Task details
Count the lines in the records below that contain the string "right". Report only that count.

Available data
'''

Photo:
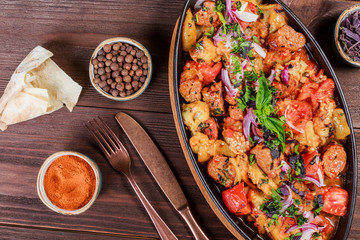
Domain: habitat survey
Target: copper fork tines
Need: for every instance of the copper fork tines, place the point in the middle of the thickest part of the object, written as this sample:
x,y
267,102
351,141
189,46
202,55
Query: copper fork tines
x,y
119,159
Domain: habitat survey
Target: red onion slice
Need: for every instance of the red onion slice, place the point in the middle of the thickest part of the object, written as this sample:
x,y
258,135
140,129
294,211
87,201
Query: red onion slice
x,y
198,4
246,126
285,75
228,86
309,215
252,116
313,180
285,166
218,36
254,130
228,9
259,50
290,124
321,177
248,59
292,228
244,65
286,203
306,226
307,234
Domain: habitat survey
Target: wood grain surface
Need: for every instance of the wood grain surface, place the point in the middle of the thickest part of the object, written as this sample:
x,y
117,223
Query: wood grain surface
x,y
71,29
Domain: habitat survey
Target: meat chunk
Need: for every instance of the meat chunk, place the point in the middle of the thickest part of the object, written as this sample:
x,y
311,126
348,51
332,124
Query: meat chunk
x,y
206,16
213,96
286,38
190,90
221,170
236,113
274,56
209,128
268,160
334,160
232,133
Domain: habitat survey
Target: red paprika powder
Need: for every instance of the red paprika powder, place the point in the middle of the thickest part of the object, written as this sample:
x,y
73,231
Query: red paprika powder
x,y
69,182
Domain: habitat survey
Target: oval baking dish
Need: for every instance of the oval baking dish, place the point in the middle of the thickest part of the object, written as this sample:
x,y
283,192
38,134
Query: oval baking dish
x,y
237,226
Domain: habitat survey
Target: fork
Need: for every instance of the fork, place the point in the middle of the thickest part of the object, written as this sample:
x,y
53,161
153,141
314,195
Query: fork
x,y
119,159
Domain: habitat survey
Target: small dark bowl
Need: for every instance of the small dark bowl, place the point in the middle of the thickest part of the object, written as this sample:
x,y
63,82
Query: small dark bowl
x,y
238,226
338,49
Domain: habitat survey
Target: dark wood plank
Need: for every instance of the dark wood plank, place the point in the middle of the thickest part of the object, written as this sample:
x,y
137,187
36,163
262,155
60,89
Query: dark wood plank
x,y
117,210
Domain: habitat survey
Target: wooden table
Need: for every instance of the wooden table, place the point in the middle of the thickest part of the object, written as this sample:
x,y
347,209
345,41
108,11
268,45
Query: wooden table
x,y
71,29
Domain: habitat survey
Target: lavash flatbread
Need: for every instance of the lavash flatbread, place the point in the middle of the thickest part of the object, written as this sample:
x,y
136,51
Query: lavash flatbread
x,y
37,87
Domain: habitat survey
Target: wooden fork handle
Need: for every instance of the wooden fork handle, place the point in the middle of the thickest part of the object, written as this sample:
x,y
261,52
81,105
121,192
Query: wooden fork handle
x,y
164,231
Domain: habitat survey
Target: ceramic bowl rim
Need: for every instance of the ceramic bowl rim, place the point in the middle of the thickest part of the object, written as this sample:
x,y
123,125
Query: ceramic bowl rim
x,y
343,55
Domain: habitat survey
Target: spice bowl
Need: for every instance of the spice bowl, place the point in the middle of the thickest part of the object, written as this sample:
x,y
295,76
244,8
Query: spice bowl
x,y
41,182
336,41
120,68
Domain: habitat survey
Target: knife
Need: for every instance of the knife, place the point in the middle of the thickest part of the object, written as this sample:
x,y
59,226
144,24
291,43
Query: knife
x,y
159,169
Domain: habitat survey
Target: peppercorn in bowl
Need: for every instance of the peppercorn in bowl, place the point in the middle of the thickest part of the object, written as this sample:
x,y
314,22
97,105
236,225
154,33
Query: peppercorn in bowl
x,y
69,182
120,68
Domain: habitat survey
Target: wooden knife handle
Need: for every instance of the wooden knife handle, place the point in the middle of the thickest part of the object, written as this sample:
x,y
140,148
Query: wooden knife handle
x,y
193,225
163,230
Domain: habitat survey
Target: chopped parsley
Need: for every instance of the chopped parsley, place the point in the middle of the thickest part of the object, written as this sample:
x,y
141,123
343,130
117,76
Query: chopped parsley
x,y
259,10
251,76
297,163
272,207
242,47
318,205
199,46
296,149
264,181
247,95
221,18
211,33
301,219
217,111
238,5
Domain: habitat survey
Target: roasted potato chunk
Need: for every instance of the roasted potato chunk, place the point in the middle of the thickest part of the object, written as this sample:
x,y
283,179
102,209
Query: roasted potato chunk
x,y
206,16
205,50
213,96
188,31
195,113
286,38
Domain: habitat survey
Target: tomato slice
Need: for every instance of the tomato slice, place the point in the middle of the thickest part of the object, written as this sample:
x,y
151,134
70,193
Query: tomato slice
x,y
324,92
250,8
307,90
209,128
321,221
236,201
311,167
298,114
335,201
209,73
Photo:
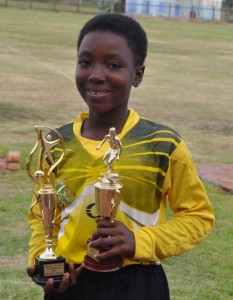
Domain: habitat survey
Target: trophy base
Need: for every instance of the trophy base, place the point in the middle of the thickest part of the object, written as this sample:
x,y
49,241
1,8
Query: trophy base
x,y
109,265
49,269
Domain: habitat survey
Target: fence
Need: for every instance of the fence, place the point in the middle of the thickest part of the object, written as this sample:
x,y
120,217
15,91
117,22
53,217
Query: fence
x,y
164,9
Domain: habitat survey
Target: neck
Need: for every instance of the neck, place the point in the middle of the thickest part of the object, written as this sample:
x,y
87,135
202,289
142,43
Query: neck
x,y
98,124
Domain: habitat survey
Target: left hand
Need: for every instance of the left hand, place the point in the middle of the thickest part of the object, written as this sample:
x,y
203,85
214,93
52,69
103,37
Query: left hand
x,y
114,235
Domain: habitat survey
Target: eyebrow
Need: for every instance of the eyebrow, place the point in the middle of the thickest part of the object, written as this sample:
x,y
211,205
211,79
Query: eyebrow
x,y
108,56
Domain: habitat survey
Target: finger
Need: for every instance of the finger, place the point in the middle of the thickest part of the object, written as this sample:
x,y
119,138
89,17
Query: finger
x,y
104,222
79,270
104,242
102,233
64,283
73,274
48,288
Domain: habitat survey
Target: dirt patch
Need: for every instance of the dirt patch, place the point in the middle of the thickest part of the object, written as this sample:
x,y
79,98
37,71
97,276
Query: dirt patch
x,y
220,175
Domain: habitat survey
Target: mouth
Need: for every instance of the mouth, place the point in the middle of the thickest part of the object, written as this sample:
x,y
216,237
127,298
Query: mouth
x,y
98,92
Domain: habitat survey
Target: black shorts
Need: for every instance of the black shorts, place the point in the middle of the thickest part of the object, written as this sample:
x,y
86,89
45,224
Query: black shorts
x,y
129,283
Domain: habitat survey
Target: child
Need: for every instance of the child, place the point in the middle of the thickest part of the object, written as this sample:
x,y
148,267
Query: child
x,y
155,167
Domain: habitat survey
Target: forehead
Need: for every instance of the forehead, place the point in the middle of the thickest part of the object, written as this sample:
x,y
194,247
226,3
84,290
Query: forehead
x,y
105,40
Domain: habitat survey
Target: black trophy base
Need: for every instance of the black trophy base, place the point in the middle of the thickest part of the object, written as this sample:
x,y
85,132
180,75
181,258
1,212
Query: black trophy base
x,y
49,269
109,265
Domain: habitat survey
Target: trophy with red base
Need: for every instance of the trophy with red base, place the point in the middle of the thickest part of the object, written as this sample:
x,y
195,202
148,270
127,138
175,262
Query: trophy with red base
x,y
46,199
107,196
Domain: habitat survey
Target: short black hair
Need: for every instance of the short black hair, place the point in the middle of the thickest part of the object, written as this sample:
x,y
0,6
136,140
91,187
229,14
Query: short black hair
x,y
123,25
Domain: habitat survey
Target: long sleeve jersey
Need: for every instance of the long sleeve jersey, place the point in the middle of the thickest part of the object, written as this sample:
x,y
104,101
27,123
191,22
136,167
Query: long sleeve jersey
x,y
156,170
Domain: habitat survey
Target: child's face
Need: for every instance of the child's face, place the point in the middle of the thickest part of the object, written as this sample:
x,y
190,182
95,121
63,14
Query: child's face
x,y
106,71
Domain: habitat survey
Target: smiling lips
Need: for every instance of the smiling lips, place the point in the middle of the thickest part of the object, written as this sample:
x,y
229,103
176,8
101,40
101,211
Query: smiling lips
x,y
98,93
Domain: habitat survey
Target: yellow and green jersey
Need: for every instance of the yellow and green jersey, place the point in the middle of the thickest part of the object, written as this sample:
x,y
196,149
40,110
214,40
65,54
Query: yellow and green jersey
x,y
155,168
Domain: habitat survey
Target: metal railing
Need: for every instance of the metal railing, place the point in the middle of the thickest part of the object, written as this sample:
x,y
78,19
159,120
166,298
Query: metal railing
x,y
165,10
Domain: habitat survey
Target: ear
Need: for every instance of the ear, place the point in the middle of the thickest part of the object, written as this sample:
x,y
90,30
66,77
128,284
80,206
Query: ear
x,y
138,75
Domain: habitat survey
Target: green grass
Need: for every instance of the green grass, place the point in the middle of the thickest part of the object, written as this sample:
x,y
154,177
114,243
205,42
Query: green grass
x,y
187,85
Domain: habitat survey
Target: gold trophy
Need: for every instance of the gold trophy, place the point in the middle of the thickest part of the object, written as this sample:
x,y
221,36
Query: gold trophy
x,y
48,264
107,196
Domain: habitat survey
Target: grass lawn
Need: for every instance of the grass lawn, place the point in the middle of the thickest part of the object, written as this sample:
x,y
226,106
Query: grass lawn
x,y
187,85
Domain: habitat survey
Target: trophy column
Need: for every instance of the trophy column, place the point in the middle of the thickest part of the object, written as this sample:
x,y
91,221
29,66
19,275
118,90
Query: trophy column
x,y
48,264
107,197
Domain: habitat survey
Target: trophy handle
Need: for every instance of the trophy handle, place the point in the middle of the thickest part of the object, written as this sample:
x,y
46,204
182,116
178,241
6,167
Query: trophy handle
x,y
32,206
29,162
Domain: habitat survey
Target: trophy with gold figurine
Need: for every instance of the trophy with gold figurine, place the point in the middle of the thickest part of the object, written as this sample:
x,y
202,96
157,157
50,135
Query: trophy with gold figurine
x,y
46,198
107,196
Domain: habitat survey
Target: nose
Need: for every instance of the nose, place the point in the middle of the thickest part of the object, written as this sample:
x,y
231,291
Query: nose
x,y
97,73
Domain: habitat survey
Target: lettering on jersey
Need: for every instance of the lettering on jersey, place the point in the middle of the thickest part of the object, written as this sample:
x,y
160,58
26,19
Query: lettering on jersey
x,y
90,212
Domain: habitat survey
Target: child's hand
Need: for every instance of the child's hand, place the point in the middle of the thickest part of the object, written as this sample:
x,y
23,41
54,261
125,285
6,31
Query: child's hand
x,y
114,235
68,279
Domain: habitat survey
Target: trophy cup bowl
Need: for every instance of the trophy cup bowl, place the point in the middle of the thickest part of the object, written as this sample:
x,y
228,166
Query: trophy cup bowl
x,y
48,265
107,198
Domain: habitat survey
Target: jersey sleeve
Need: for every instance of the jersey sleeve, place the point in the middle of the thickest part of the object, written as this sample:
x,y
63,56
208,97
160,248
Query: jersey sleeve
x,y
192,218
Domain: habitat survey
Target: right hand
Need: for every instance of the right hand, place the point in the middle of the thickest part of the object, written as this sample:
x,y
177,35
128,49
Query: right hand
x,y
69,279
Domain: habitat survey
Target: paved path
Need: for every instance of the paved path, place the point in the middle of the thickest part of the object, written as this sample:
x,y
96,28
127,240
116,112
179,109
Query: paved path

'''

Completed exercise
3